Work instructions → Print the listing once more, exactly as written.

____

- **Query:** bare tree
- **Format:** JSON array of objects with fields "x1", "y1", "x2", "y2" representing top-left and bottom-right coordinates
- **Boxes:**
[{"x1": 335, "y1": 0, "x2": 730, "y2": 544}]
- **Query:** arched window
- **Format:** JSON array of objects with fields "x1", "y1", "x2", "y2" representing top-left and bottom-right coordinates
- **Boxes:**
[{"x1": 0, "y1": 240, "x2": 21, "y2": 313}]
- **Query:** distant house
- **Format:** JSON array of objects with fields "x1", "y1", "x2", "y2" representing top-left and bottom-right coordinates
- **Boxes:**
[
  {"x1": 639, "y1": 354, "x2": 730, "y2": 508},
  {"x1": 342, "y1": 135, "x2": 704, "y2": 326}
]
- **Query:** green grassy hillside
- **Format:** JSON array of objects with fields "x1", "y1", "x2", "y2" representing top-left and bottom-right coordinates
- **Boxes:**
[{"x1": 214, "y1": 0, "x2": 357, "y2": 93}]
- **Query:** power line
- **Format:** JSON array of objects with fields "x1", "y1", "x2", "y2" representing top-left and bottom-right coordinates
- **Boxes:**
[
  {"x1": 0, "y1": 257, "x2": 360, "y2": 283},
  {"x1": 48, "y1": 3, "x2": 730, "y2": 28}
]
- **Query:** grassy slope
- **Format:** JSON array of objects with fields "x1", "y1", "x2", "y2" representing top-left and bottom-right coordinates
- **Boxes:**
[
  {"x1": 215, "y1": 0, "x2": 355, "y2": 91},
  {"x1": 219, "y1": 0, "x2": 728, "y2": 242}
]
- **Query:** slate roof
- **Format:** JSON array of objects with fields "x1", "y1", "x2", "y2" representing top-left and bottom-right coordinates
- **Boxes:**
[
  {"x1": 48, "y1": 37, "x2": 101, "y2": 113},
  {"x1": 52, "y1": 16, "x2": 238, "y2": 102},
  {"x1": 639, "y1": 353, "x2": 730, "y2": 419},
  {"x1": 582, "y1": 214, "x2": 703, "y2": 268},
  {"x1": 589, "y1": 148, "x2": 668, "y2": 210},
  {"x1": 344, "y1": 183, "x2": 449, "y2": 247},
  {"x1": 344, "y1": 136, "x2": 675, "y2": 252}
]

____

Response →
- **Query:** bare tree
- **Format:** JSON array of objects with fields "x1", "y1", "x2", "y2" representing top-left and bottom-right coordinates
- **Boxes:**
[{"x1": 335, "y1": 0, "x2": 730, "y2": 544}]
- **Query:** arched window
- **Format:** JSON array of objects with fields "x1", "y1", "x2", "y2" representing top-left and bottom-right coordinates
- **Boxes:**
[{"x1": 0, "y1": 240, "x2": 21, "y2": 313}]
- **Query:** distant house
- **Format:** JSON array of objects with fields "x1", "y1", "x2", "y2" representing top-left and bottom-right coordinates
- **Boxes:**
[
  {"x1": 639, "y1": 354, "x2": 730, "y2": 508},
  {"x1": 342, "y1": 135, "x2": 704, "y2": 326}
]
- **Query:** green grassy hillside
- **Format:** JSON array of objects with fields "x1", "y1", "x2", "y2" representing top-left and bottom-right coordinates
- **Boxes:**
[{"x1": 214, "y1": 0, "x2": 357, "y2": 93}]
- **Query:** power line
- **Format:** JSON array of objects with fields "x1", "y1", "x2", "y2" representing top-left and bottom-right coordinates
- **Boxes:**
[
  {"x1": 0, "y1": 257, "x2": 360, "y2": 283},
  {"x1": 48, "y1": 3, "x2": 730, "y2": 28}
]
- **Query:** grassy slope
- **Format:** JSON array of objects with fields "x1", "y1", "x2", "y2" representing top-left and bottom-right coordinates
- **Boxes:**
[
  {"x1": 215, "y1": 0, "x2": 355, "y2": 91},
  {"x1": 219, "y1": 0, "x2": 728, "y2": 242}
]
- **Query:** slate roof
- **Format:** JSON array of objects with fields "x1", "y1", "x2", "y2" representing top-left and bottom-right coordinates
- **Boxes:**
[
  {"x1": 48, "y1": 37, "x2": 101, "y2": 113},
  {"x1": 52, "y1": 16, "x2": 238, "y2": 102},
  {"x1": 639, "y1": 353, "x2": 730, "y2": 419},
  {"x1": 582, "y1": 214, "x2": 703, "y2": 268},
  {"x1": 589, "y1": 148, "x2": 668, "y2": 210},
  {"x1": 344, "y1": 183, "x2": 449, "y2": 247},
  {"x1": 344, "y1": 136, "x2": 675, "y2": 252}
]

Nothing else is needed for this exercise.